## Excerpted passage:
_____

To run regular folder backups, simply replace all instances of PATH_TO_YOUR_BACKUP_FOLDER with the path to your backup folder. For example, if your folder backups are saved to a folder called Backup in your D: drive, then replace PATH_TO_YOUR_BACKUP_FOLDER with D:\Backup. Lastly, change PATH_TO_FOLDER_YOU_WANT_TO_BACK_UP to the path of the folder you want to back up. For example, if you want to back up the folder Work on the root of your C: drive, replace PATH_TO_FOLDER_YOU_WANT_TO_BACK_UP with C:\Work.

To run zipped backups, you’ll need this file: zip.exe. Simply place it in a folder (I put it along with the batch files in a folder under Application Data), and change LOCATION_OF_ZIP.EXE to the path of the folder it’s in. For example, if zip.exe is saved in the root of your drive, replace LOCATION_OF_ZIP.EXE with C:\. Next, replace PATH_TO_YOUR_BACKUP_ZIP_FILE with the full path (including file name) of your backup file. For example, if your backup file is called backup.exe and it’s saved in the root of your D: drive, replace PATH_TO_YOUR_BACKUP_ZIP_FILE with D:\backup.zip. Finally, change PATH_TO_FOLDER_YOU_WANT_TO_BACK_UP to the path of the folder you want to back up. For example, if you want to back up the folder Work on the root of your C: drive, replace PATH_TO_FOLDER_YOU_WANT_TO_BACK_UP with C:\Work. To set a password, replace PASSWORD with a password of your choice. If you don’t want one, simply remove the word PASSWORD and the -P before it.

_____

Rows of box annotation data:
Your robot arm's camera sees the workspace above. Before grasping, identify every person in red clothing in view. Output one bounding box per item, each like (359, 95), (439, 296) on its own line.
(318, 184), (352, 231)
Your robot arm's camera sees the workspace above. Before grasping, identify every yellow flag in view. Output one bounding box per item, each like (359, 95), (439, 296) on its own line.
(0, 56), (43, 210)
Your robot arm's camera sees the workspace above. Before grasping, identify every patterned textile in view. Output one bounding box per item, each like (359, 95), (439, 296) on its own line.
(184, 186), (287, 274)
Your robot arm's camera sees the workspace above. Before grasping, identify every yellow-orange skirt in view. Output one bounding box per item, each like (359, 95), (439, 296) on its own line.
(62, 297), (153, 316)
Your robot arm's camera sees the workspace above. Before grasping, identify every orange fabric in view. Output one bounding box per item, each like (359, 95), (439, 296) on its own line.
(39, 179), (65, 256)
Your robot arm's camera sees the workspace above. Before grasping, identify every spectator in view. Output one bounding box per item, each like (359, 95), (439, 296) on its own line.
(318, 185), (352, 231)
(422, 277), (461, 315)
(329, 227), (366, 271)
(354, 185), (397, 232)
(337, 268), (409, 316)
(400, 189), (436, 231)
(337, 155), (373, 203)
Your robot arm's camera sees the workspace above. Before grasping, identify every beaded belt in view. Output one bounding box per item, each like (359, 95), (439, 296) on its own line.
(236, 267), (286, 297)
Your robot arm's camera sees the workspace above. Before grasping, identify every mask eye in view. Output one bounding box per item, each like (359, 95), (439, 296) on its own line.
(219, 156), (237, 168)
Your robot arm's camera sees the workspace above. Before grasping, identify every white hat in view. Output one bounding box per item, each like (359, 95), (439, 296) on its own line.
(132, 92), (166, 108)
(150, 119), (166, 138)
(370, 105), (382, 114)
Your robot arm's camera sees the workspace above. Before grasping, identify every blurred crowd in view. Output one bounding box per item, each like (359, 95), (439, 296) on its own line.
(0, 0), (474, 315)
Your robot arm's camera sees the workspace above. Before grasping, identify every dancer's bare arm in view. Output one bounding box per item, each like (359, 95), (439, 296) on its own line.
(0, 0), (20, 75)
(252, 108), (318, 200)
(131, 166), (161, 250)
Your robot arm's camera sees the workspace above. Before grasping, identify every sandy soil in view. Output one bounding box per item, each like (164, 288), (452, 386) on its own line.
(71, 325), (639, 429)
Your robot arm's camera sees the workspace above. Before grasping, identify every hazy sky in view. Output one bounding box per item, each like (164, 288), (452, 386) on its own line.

_____

## The request:
Answer these questions about the backup instructions:
1. In the folder backup example, what should PATH_TO_YOUR_BACKUP_FOLDER be replaced with?
2. Which file is needed to run zipped backups?
3. What should be removed if no password is wanted?

## Complete output:
1. D:\Backup
2. zip.exe
3. The word PASSWORD and the -P before it